Un petit rappel pour commencer :
Ce sont les lois Guizot de 1833 qui ont fixé entre autres les bases d’un enseignement primaire : toute commune est tenue, soit par elle-même, soit en se réunissant à une ou plusieurs communes voisines, d’entretenir au moins une école primaire élémentaire.Tout individu âgé de dix-huit ans accomplis pourra exercer la profession d’instituteur primaire, à condition de présenter au maire un brevet de capacité et des garanties de bonne moralité.
C’est ainsi que bien avant les lois de Jules Ferry en 1882 instituant un enseignement obligatoire et laïc, bien avant la construction du bâtiment actuel, il y avait dans notre bourg une école publique .
Les informations qui vont suivre sont pour la plupart issues des délibérations du conseil municipal à partir de 1830. Roger Malterre et Jean-Pierre Le Gall ont avant moi exploré ce domaine et je ne fais qu’approfondir et illustrer leurs recherches.
Commençons en 1830, à la fin du règne de Charles X .

※ ※ ※

** ÉNONCÉ A **
D'après l'extrait sur l'école du bourg, à partir de quel âge peut-on exercer la profession d'instituteur primaire ?
** ÉNONCÉ B **
Relevez, s'il vous plaît, toutes les personnes nommées dans l'extrait sur l'école du bourg.
** ÉNONCÉ C **
Rédigez la suite de l'extrait sur l'école du bourg, à partir de sa dernière phrase.

** DONNÉES AFFICHÉES **
※ ※ ※

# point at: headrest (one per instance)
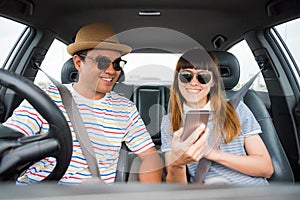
(69, 73)
(229, 68)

※ ※ ※

** RÉPONSE ATTENDUE A **
Dix-huit ans accomplis.

** RÉPONSE ATTENDUE B **
Guizot, Jules Ferry, Roger Malterre, Jean-Pierre Le Gall, Charles X

** RÉPONSE ATTENDUE C **
Le maire de la commune, nommé en avril par le préfet, est Gilbert Annet Louis Antoine de Courthille, succédant à François Jean son frère décédé. La révolution semble bien loin et ce n’est pas très étonnant si les premières délibérations concernent l’achat de la maison curiale et ses dépendances à Gilbert Faure du Fresse pour la somme de 3800 F. On prévoit en plus 1300 F de réparations, ce qui fait un endettement important , mais au moins le logement du vicaire est assuré pour quelques années. Par contre, la lettre du Préfet rappelant les lois relatives à l’enseignement primaire n’est pas très bien accueillie : ” les réparations à la maison curiale ne permettent pas d’assurer un sort à l’instituteur “.
Après les émeutes de juillet et l’avènement de Louis Philippe instauré le 9 août , Gilbert de Courthille démissionne le 10, remplacé par Gilbert Felix Picon de Bonlieu.
La première école publique .
Après l’adoption des lois sur l’enseignement, le conseil se réunit le 19 aout 1833 pour étudier la création et l’entretien d’une école primaire élémentaire. Il se trouve en effet que le nommé Mazetier Pierre, agé de 23 ans, breveté et déjà autorisé pour la commune, pourrait très bien être nommé instituteur public. Cerise sur le gâteau, pas besoin de lui chercher un logement ni un local convenable, tout se passera chez lui !

Philibert Mazetier, le père de l’instituteur était propriétaire de cette maison. C’était une supérette des temps anciens, épicerie, mercerie, débit de tabacs et de plus école !
A l’unanimité, le conseil décide de le proposer pour l’année 1834 et lui accorde un traitement de 220 F ! De plus une rétribution scolaire mensuelle de 1F25 sera versée par les élèves non indigents . Et le conseil dresse ensuite une liste de 21 élèves classés indigents pour qui l’enseignement sera gratuit ! On y trouve des garçons agés de 7 à 17 ans, orphelins, estropiés, enfants naturels, mais pas de filles : il s’agit donc bien d’une école publique de garçons !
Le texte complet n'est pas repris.